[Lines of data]
%%

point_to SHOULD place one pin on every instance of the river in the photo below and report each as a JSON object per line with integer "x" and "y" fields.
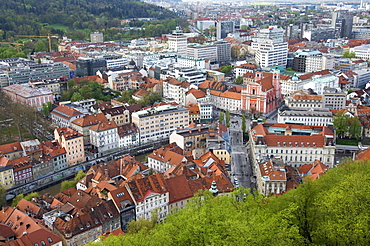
{"x": 53, "y": 190}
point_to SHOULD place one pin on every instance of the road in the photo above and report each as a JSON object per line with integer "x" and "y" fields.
{"x": 53, "y": 178}
{"x": 241, "y": 168}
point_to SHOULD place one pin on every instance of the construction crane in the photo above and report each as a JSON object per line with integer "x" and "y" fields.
{"x": 16, "y": 45}
{"x": 36, "y": 36}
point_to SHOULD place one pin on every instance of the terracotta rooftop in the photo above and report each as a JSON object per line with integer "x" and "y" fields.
{"x": 90, "y": 120}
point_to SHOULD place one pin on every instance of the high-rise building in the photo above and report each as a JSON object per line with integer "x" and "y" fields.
{"x": 96, "y": 37}
{"x": 223, "y": 51}
{"x": 178, "y": 42}
{"x": 206, "y": 51}
{"x": 342, "y": 23}
{"x": 224, "y": 28}
{"x": 270, "y": 49}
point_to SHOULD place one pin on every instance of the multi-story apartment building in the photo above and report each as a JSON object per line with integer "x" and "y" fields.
{"x": 271, "y": 179}
{"x": 223, "y": 51}
{"x": 306, "y": 99}
{"x": 262, "y": 92}
{"x": 175, "y": 90}
{"x": 29, "y": 96}
{"x": 150, "y": 193}
{"x": 305, "y": 116}
{"x": 294, "y": 144}
{"x": 203, "y": 51}
{"x": 229, "y": 99}
{"x": 21, "y": 70}
{"x": 128, "y": 136}
{"x": 223, "y": 28}
{"x": 72, "y": 142}
{"x": 104, "y": 137}
{"x": 63, "y": 115}
{"x": 244, "y": 68}
{"x": 159, "y": 122}
{"x": 6, "y": 173}
{"x": 308, "y": 61}
{"x": 178, "y": 42}
{"x": 190, "y": 138}
{"x": 348, "y": 64}
{"x": 270, "y": 49}
{"x": 127, "y": 81}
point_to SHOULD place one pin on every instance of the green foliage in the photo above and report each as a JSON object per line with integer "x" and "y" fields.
{"x": 226, "y": 69}
{"x": 73, "y": 17}
{"x": 221, "y": 117}
{"x": 244, "y": 123}
{"x": 239, "y": 80}
{"x": 332, "y": 210}
{"x": 348, "y": 54}
{"x": 2, "y": 196}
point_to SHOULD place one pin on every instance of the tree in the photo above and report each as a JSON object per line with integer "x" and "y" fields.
{"x": 239, "y": 80}
{"x": 2, "y": 196}
{"x": 244, "y": 123}
{"x": 228, "y": 118}
{"x": 221, "y": 118}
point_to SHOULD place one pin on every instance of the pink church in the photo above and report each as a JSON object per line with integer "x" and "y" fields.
{"x": 262, "y": 92}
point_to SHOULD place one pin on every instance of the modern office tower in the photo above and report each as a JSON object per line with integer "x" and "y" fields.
{"x": 224, "y": 28}
{"x": 96, "y": 37}
{"x": 270, "y": 49}
{"x": 89, "y": 66}
{"x": 205, "y": 51}
{"x": 223, "y": 51}
{"x": 342, "y": 22}
{"x": 178, "y": 42}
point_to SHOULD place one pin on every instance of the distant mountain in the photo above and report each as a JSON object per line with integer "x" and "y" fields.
{"x": 36, "y": 16}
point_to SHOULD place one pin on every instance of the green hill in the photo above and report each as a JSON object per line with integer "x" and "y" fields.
{"x": 333, "y": 210}
{"x": 37, "y": 17}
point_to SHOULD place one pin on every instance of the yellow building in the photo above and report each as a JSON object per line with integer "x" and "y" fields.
{"x": 6, "y": 173}
{"x": 73, "y": 143}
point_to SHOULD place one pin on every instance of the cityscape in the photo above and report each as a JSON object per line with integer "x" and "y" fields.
{"x": 243, "y": 122}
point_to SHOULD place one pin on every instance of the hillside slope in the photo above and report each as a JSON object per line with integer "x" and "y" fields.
{"x": 36, "y": 16}
{"x": 330, "y": 211}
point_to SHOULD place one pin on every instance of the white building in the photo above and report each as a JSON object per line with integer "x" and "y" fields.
{"x": 305, "y": 116}
{"x": 174, "y": 90}
{"x": 150, "y": 193}
{"x": 362, "y": 51}
{"x": 104, "y": 137}
{"x": 270, "y": 48}
{"x": 191, "y": 62}
{"x": 128, "y": 136}
{"x": 295, "y": 145}
{"x": 159, "y": 122}
{"x": 205, "y": 51}
{"x": 178, "y": 42}
{"x": 229, "y": 100}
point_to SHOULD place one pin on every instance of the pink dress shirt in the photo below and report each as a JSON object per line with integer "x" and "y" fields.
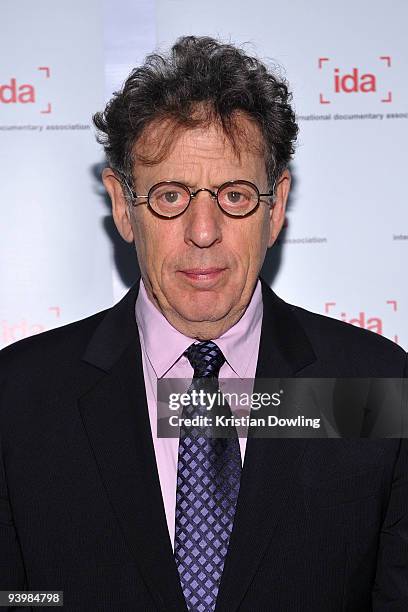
{"x": 162, "y": 354}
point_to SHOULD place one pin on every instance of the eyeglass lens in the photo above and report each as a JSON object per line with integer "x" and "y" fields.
{"x": 235, "y": 198}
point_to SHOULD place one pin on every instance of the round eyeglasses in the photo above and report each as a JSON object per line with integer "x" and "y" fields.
{"x": 170, "y": 199}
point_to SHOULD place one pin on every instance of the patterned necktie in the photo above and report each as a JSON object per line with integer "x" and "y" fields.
{"x": 208, "y": 477}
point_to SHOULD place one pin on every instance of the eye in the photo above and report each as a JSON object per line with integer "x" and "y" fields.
{"x": 235, "y": 197}
{"x": 170, "y": 197}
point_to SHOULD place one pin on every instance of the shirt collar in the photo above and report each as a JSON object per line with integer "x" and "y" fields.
{"x": 164, "y": 344}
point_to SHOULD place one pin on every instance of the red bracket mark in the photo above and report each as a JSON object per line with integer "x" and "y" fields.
{"x": 56, "y": 309}
{"x": 328, "y": 305}
{"x": 321, "y": 60}
{"x": 47, "y": 110}
{"x": 46, "y": 70}
{"x": 386, "y": 58}
{"x": 322, "y": 100}
{"x": 388, "y": 98}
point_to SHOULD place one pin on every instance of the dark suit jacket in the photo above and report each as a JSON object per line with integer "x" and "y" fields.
{"x": 321, "y": 524}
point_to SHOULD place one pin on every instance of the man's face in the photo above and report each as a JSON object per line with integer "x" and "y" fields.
{"x": 200, "y": 268}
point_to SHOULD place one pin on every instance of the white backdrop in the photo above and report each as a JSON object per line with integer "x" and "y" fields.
{"x": 344, "y": 249}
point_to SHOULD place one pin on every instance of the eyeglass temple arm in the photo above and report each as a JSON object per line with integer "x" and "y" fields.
{"x": 132, "y": 194}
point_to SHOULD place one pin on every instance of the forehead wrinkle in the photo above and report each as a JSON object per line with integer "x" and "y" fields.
{"x": 200, "y": 151}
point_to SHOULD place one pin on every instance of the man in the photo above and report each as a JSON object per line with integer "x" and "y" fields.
{"x": 92, "y": 501}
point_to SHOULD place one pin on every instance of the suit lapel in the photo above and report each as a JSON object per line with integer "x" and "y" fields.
{"x": 116, "y": 420}
{"x": 270, "y": 465}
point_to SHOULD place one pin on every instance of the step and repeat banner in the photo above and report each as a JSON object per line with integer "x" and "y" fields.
{"x": 344, "y": 248}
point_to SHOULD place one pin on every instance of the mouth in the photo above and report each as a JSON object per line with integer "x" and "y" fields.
{"x": 203, "y": 276}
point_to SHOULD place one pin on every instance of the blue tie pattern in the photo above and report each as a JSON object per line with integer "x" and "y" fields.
{"x": 208, "y": 478}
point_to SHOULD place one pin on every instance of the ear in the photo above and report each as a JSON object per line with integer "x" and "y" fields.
{"x": 278, "y": 210}
{"x": 120, "y": 208}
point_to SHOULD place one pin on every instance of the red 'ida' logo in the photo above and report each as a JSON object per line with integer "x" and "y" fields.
{"x": 13, "y": 91}
{"x": 354, "y": 80}
{"x": 362, "y": 318}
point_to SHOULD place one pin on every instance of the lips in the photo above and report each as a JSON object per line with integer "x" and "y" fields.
{"x": 202, "y": 274}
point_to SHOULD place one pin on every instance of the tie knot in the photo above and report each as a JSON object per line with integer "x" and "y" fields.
{"x": 206, "y": 358}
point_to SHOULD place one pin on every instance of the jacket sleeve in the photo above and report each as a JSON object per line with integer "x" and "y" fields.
{"x": 390, "y": 592}
{"x": 12, "y": 571}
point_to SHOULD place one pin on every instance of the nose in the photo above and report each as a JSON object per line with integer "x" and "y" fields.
{"x": 203, "y": 220}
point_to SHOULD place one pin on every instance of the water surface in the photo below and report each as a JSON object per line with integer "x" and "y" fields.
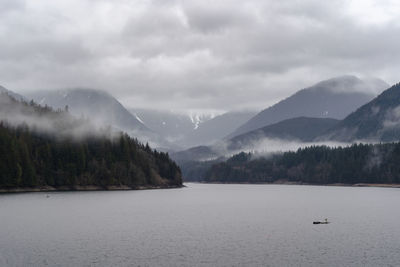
{"x": 203, "y": 225}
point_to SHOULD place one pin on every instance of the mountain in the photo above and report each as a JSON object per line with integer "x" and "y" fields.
{"x": 45, "y": 149}
{"x": 97, "y": 105}
{"x": 333, "y": 98}
{"x": 217, "y": 128}
{"x": 173, "y": 126}
{"x": 102, "y": 109}
{"x": 378, "y": 120}
{"x": 12, "y": 94}
{"x": 198, "y": 153}
{"x": 300, "y": 129}
{"x": 191, "y": 129}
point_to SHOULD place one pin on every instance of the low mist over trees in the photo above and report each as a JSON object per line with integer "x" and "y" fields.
{"x": 29, "y": 159}
{"x": 42, "y": 147}
{"x": 359, "y": 163}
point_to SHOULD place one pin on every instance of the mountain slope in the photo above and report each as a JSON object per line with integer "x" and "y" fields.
{"x": 188, "y": 130}
{"x": 378, "y": 120}
{"x": 173, "y": 126}
{"x": 333, "y": 98}
{"x": 99, "y": 106}
{"x": 40, "y": 147}
{"x": 12, "y": 94}
{"x": 102, "y": 109}
{"x": 217, "y": 128}
{"x": 300, "y": 129}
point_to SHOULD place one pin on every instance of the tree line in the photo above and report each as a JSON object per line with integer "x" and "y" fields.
{"x": 359, "y": 163}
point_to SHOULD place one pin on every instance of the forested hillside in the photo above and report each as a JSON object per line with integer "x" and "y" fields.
{"x": 33, "y": 157}
{"x": 359, "y": 163}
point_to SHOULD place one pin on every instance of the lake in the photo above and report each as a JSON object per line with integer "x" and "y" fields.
{"x": 203, "y": 225}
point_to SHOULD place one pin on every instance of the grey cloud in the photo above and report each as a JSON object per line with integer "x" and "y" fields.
{"x": 192, "y": 54}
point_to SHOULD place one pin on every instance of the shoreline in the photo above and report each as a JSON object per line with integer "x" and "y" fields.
{"x": 302, "y": 183}
{"x": 84, "y": 188}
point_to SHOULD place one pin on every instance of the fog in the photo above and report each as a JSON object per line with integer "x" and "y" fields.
{"x": 59, "y": 124}
{"x": 195, "y": 54}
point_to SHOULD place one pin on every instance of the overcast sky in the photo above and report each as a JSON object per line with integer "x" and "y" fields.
{"x": 199, "y": 54}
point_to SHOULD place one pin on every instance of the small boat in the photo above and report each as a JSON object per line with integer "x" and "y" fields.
{"x": 319, "y": 222}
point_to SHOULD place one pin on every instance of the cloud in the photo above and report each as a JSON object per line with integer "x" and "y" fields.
{"x": 195, "y": 54}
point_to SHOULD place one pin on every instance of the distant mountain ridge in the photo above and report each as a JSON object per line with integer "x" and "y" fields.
{"x": 188, "y": 130}
{"x": 334, "y": 98}
{"x": 300, "y": 129}
{"x": 98, "y": 105}
{"x": 12, "y": 94}
{"x": 101, "y": 108}
{"x": 378, "y": 120}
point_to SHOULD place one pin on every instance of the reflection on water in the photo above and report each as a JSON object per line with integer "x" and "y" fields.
{"x": 203, "y": 225}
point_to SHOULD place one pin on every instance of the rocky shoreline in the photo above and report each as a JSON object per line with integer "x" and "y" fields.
{"x": 283, "y": 182}
{"x": 83, "y": 188}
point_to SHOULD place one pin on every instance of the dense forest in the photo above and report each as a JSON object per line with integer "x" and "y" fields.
{"x": 359, "y": 163}
{"x": 31, "y": 157}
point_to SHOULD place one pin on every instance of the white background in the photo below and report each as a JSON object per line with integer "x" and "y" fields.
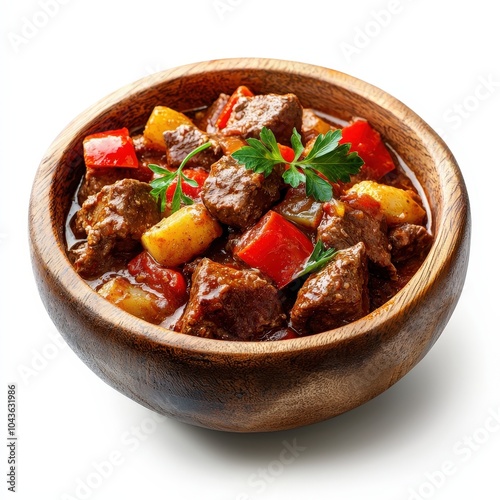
{"x": 432, "y": 435}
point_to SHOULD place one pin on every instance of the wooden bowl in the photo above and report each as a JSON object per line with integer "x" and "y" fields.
{"x": 252, "y": 386}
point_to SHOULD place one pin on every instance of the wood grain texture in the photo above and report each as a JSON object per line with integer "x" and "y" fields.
{"x": 238, "y": 386}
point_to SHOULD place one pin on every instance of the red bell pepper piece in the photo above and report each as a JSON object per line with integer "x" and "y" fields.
{"x": 169, "y": 282}
{"x": 367, "y": 142}
{"x": 113, "y": 148}
{"x": 198, "y": 175}
{"x": 276, "y": 247}
{"x": 241, "y": 91}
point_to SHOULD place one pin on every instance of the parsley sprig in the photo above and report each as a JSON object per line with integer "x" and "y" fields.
{"x": 326, "y": 157}
{"x": 318, "y": 259}
{"x": 161, "y": 184}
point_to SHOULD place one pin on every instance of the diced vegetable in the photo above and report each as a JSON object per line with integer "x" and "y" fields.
{"x": 198, "y": 175}
{"x": 134, "y": 299}
{"x": 241, "y": 91}
{"x": 161, "y": 119}
{"x": 300, "y": 208}
{"x": 367, "y": 142}
{"x": 398, "y": 205}
{"x": 169, "y": 282}
{"x": 276, "y": 247}
{"x": 181, "y": 236}
{"x": 113, "y": 148}
{"x": 287, "y": 153}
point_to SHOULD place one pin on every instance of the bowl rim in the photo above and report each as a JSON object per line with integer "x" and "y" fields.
{"x": 138, "y": 330}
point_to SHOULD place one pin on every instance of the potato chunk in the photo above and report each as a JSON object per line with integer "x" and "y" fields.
{"x": 134, "y": 299}
{"x": 161, "y": 119}
{"x": 398, "y": 205}
{"x": 181, "y": 236}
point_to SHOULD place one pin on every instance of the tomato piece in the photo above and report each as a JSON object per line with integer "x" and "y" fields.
{"x": 198, "y": 175}
{"x": 276, "y": 247}
{"x": 113, "y": 148}
{"x": 169, "y": 282}
{"x": 241, "y": 91}
{"x": 366, "y": 141}
{"x": 287, "y": 153}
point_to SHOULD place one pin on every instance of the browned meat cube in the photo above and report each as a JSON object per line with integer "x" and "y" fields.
{"x": 409, "y": 241}
{"x": 228, "y": 303}
{"x": 334, "y": 296}
{"x": 339, "y": 232}
{"x": 280, "y": 113}
{"x": 237, "y": 196}
{"x": 182, "y": 140}
{"x": 208, "y": 121}
{"x": 113, "y": 220}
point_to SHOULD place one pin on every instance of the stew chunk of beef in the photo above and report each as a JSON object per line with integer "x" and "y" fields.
{"x": 113, "y": 220}
{"x": 343, "y": 230}
{"x": 229, "y": 303}
{"x": 236, "y": 196}
{"x": 280, "y": 113}
{"x": 334, "y": 296}
{"x": 409, "y": 241}
{"x": 182, "y": 140}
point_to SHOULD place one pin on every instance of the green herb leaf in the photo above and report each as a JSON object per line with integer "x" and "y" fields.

%%

Everything from the line that contains "point_to SHOULD place one pin on every instance of the potato" through the end of the records must be duplicated exactly, and nothing outside that range.

point_to SHOULD place one pin on every instance of the potato chunk in the photo above and report each as a JSON object per line with integer "x" and "y" fields.
{"x": 134, "y": 299}
{"x": 161, "y": 119}
{"x": 398, "y": 205}
{"x": 181, "y": 236}
point_to SHOULD place one pin on every instance of the tomato piece in the photo above and report each as a JSON object per line with integer "x" and "y" fields.
{"x": 198, "y": 175}
{"x": 276, "y": 247}
{"x": 113, "y": 148}
{"x": 169, "y": 282}
{"x": 241, "y": 91}
{"x": 366, "y": 141}
{"x": 287, "y": 153}
point_to SHOULD place one pin on every instance of the browned meat cube in the photo above and report each as a JSON object per line with integer "x" and "y" fields.
{"x": 409, "y": 241}
{"x": 228, "y": 303}
{"x": 334, "y": 296}
{"x": 339, "y": 232}
{"x": 280, "y": 113}
{"x": 237, "y": 196}
{"x": 182, "y": 140}
{"x": 208, "y": 121}
{"x": 113, "y": 220}
point_to SHOULD place one pin on every instance of the stew chunk of beef in the photo above and report each as a JSON object per line with integer "x" and "y" fields.
{"x": 113, "y": 220}
{"x": 343, "y": 230}
{"x": 229, "y": 303}
{"x": 236, "y": 196}
{"x": 280, "y": 113}
{"x": 334, "y": 296}
{"x": 409, "y": 241}
{"x": 182, "y": 140}
point_to SHOULD place one pin on every instance of the green herb leaf in the photo above and report each as a JSON object per line with integer "x" and "y" fields.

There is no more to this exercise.